指示:
「boot in this photo.」を含む行から記録の末尾までの範囲で、「overcast sky」を「cloudy sky」に置き換えて更新し、その範囲の行のみを出力してください。ほかの箇所は一切変更しないこと。

ポイントラベリングセットの記録
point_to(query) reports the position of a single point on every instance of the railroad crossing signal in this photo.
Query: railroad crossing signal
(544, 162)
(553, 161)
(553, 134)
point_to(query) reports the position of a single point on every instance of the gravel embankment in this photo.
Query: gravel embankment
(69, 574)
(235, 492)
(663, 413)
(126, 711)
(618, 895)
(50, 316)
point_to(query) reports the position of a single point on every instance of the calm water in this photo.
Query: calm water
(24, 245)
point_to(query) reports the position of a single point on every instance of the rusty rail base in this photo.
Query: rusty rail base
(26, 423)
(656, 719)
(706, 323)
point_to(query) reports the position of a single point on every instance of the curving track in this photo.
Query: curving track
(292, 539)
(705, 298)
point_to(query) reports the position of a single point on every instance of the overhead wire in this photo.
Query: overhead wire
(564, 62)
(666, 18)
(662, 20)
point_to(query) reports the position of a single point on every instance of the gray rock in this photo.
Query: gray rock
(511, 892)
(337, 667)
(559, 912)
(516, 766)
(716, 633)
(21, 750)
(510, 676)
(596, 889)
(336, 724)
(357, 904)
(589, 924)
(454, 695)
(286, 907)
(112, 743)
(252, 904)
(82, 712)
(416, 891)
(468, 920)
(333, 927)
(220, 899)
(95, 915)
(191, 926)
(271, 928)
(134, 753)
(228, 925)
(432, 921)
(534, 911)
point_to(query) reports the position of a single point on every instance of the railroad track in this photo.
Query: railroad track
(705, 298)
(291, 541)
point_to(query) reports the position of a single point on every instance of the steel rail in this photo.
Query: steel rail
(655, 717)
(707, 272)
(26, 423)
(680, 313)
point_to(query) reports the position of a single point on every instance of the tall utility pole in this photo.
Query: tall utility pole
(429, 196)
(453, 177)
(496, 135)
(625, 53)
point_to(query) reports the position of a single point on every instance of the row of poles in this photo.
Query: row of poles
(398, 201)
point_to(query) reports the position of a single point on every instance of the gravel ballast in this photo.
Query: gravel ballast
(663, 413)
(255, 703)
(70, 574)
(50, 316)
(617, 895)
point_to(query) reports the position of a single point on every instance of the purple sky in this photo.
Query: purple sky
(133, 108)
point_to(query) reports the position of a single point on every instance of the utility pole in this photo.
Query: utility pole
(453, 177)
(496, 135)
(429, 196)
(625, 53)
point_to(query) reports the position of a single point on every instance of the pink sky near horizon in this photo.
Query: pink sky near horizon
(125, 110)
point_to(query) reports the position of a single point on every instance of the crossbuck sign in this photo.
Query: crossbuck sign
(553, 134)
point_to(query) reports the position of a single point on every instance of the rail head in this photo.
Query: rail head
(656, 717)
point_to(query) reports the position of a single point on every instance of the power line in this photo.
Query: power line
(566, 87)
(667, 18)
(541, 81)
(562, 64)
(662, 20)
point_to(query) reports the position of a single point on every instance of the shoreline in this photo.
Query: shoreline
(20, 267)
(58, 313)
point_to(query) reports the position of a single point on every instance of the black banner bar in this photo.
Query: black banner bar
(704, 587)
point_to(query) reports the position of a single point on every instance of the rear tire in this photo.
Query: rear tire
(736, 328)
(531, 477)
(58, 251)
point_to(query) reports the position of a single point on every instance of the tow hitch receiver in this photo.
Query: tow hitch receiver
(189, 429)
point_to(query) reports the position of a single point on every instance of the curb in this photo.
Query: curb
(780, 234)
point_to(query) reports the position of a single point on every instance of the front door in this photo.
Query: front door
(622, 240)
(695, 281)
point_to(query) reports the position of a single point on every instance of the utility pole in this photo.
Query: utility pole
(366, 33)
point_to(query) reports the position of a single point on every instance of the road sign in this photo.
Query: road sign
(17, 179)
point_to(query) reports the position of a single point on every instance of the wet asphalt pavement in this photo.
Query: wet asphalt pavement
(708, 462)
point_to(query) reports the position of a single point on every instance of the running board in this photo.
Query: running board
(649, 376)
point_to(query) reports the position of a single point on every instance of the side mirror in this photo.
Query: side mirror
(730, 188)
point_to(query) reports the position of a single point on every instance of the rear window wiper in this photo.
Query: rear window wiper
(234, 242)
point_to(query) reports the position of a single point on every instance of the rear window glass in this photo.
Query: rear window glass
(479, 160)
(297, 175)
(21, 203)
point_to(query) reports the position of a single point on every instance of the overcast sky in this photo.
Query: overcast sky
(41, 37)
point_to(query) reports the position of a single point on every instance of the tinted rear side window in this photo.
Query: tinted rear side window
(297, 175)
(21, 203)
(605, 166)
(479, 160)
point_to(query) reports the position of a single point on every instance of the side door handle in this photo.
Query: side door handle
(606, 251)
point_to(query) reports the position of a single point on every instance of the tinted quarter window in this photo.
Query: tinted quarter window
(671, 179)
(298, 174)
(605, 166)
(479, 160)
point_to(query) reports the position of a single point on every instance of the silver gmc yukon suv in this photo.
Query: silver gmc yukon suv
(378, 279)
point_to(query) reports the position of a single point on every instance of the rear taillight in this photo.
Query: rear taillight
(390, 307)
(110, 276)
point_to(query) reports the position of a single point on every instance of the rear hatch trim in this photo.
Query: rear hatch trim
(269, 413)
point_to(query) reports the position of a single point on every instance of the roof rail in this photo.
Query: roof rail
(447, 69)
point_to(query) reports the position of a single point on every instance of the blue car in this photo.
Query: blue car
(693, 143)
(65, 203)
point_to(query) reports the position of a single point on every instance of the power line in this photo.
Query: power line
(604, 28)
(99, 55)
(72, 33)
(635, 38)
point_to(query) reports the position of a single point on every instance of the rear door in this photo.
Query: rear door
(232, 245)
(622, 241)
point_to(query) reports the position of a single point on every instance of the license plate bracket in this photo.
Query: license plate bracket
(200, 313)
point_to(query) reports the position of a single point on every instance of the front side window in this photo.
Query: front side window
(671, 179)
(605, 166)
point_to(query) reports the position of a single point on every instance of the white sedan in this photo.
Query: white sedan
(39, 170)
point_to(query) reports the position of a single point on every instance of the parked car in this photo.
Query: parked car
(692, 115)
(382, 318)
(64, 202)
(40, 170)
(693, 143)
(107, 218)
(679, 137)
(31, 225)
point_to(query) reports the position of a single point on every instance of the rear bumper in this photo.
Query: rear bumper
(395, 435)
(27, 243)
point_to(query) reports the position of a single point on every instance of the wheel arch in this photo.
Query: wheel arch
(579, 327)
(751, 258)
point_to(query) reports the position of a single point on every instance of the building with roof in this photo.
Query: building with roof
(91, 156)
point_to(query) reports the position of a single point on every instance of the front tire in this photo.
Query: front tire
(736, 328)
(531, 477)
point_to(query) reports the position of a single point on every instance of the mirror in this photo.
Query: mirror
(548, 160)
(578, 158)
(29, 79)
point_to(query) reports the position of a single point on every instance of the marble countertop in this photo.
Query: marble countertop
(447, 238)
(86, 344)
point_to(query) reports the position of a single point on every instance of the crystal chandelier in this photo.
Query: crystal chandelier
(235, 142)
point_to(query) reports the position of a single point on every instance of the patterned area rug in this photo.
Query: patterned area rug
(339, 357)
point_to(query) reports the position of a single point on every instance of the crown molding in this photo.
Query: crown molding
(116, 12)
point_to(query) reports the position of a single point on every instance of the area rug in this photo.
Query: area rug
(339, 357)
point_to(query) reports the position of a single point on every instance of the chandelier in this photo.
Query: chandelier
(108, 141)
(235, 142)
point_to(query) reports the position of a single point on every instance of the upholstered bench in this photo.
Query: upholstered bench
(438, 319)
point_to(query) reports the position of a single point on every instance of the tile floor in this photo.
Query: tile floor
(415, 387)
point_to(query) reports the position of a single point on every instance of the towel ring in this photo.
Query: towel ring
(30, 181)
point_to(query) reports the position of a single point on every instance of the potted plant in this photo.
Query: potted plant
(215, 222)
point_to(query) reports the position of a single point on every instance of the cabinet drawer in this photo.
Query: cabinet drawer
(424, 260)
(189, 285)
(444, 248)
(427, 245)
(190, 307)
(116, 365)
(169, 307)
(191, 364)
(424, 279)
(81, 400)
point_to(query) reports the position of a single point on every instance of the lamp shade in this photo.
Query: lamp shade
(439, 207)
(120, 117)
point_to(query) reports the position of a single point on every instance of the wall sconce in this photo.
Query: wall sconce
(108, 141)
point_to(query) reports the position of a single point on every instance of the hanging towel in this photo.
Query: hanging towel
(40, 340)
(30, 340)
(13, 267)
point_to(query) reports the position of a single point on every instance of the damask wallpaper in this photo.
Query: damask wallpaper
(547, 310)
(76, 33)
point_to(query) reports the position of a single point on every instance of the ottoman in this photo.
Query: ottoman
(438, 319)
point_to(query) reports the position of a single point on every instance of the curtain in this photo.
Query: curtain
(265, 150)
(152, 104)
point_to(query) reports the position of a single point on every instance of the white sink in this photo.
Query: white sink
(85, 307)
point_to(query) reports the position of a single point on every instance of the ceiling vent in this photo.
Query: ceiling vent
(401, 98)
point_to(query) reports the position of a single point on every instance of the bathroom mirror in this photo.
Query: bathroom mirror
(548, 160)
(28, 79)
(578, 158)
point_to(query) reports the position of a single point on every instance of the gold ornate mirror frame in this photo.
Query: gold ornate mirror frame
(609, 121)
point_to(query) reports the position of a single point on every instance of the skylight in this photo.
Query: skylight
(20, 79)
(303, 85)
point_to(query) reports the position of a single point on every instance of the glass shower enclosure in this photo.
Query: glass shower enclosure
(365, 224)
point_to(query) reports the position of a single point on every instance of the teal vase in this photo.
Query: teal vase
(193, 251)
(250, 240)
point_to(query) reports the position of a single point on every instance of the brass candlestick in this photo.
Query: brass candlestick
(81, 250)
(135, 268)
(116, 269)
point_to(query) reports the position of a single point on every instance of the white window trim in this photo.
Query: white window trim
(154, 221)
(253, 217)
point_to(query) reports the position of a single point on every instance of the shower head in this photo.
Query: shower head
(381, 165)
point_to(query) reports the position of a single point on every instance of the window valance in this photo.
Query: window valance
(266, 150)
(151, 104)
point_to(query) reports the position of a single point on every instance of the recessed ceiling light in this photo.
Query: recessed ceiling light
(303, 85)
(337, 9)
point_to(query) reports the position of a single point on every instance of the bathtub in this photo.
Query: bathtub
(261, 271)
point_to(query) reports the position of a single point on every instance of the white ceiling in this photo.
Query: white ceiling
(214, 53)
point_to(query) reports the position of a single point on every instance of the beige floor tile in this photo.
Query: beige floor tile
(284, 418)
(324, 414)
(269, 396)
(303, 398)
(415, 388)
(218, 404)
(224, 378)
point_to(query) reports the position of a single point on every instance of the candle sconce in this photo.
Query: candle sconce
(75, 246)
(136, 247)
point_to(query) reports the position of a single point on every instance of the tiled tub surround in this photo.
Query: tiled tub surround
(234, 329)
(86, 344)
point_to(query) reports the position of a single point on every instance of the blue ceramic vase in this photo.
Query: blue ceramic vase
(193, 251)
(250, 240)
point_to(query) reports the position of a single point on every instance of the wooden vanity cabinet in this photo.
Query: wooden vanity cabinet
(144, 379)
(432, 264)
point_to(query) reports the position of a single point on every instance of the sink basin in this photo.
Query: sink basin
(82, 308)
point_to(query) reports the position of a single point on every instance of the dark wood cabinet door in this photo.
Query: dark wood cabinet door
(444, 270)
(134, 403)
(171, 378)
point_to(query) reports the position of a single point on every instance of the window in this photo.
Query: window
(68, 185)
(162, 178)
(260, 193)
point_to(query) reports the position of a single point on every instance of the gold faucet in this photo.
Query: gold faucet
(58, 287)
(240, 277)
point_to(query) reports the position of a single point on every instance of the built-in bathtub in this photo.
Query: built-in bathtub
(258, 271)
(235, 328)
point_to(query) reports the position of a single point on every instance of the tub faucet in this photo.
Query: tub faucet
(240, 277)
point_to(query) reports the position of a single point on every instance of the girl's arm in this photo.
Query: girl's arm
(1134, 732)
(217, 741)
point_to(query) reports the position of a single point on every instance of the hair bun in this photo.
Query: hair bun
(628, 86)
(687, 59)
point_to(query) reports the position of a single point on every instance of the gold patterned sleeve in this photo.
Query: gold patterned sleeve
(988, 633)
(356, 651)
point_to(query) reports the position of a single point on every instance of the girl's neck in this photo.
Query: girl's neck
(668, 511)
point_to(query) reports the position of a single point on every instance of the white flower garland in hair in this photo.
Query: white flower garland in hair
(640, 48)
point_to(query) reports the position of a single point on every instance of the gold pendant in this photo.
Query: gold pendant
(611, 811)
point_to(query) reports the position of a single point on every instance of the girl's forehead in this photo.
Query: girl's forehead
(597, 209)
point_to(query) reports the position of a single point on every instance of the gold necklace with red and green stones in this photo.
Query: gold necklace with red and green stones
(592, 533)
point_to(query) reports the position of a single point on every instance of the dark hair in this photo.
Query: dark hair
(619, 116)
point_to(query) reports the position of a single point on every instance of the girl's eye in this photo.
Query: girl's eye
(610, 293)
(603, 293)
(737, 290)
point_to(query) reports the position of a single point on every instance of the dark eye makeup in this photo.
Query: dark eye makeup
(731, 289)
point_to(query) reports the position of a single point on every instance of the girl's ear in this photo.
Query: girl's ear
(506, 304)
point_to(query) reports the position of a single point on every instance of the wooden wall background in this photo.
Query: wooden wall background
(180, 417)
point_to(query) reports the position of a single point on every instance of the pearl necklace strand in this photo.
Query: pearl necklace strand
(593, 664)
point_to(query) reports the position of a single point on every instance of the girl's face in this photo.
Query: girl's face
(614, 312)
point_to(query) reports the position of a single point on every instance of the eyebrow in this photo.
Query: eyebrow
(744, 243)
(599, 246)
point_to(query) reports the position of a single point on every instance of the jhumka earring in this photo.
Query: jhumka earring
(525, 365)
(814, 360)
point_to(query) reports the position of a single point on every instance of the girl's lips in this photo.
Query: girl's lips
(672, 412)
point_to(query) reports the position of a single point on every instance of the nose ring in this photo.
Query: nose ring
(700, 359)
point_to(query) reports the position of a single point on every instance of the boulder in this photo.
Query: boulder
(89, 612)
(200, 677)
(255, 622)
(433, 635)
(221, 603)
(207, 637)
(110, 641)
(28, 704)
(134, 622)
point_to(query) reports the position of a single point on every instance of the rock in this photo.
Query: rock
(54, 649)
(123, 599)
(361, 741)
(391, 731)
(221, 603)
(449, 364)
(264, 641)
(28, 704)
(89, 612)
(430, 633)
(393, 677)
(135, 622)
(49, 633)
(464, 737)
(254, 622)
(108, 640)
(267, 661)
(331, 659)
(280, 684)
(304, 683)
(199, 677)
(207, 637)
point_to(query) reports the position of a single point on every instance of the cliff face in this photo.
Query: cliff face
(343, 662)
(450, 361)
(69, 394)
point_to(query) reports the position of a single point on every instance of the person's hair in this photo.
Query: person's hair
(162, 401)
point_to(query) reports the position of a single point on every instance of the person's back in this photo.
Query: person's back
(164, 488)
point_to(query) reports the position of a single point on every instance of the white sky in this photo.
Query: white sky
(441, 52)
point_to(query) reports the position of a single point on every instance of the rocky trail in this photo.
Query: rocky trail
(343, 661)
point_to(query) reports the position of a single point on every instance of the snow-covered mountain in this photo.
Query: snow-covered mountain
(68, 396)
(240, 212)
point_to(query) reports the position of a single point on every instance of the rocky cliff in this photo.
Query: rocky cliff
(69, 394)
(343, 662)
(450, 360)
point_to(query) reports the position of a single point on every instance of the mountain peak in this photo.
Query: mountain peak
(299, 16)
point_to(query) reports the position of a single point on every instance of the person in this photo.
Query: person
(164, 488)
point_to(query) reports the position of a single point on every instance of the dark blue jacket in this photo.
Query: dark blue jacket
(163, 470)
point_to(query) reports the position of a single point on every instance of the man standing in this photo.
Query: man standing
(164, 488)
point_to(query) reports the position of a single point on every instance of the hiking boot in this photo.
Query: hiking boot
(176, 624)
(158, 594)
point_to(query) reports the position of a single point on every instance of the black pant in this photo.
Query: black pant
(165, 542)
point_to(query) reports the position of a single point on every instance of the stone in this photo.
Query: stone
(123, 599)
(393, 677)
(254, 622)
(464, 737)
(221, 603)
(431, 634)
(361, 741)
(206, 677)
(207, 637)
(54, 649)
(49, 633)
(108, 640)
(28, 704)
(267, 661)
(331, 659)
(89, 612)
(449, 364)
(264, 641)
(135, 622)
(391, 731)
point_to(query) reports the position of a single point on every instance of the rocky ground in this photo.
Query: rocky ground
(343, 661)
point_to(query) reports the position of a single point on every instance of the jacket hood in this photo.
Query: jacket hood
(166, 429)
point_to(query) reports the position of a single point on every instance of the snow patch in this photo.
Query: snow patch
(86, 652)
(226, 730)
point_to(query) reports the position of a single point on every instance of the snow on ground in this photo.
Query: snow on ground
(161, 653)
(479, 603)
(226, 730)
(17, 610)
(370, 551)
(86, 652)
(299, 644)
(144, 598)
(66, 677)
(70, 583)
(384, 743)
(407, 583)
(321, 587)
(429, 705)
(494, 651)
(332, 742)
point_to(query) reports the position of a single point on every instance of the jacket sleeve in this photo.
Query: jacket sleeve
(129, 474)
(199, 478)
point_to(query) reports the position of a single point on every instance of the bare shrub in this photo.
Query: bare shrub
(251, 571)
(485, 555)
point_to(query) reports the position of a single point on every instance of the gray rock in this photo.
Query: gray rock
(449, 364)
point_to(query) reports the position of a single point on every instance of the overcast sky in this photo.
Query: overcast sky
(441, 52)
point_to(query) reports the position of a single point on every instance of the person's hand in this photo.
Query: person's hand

完全な出力:
point_to(query) reports the position of a single point on every instance of the hiking boot in this photo.
Query: hiking boot
(176, 624)
(158, 594)
point_to(query) reports the position of a single point on every instance of the black pant in this photo.
Query: black pant
(165, 542)
point_to(query) reports the position of a single point on every instance of the stone in this photo.
Query: stone
(123, 599)
(393, 677)
(254, 622)
(464, 737)
(221, 603)
(431, 634)
(361, 741)
(206, 677)
(207, 637)
(54, 649)
(49, 633)
(108, 640)
(28, 704)
(267, 661)
(331, 659)
(89, 612)
(449, 364)
(264, 641)
(135, 622)
(391, 731)
point_to(query) reports the position of a single point on every instance of the rocky ground in this photo.
Query: rocky ground
(343, 661)
point_to(query) reports the position of a single point on every instance of the jacket hood in this photo.
Query: jacket hood
(166, 429)
point_to(query) reports the position of a single point on every instance of the snow patch in this photo.
Query: snow patch
(86, 652)
(226, 730)
point_to(query) reports the position of a single point on every instance of the snow on ground in this photo.
Query: snow on ground
(161, 653)
(479, 603)
(226, 730)
(17, 610)
(370, 551)
(86, 652)
(299, 644)
(144, 598)
(66, 677)
(70, 583)
(384, 743)
(407, 583)
(321, 587)
(429, 705)
(494, 651)
(332, 742)
point_to(query) reports the position of a single point on every instance of the jacket sleeve in this photo.
Query: jacket sleeve
(129, 474)
(199, 478)
point_to(query) reports the position of a single point on every instance of the bare shrub in this photo.
Query: bare shrub
(251, 571)
(485, 555)
point_to(query) reports the position of a single point on every instance of the gray rock in this photo.
Query: gray rock
(449, 364)
point_to(query) reports the position of a single point on every instance of the cloudy sky in this photo.
Query: cloudy sky
(441, 52)
point_to(query) reports the position of a single point on every instance of the person's hand in this photo.
Query: person's hand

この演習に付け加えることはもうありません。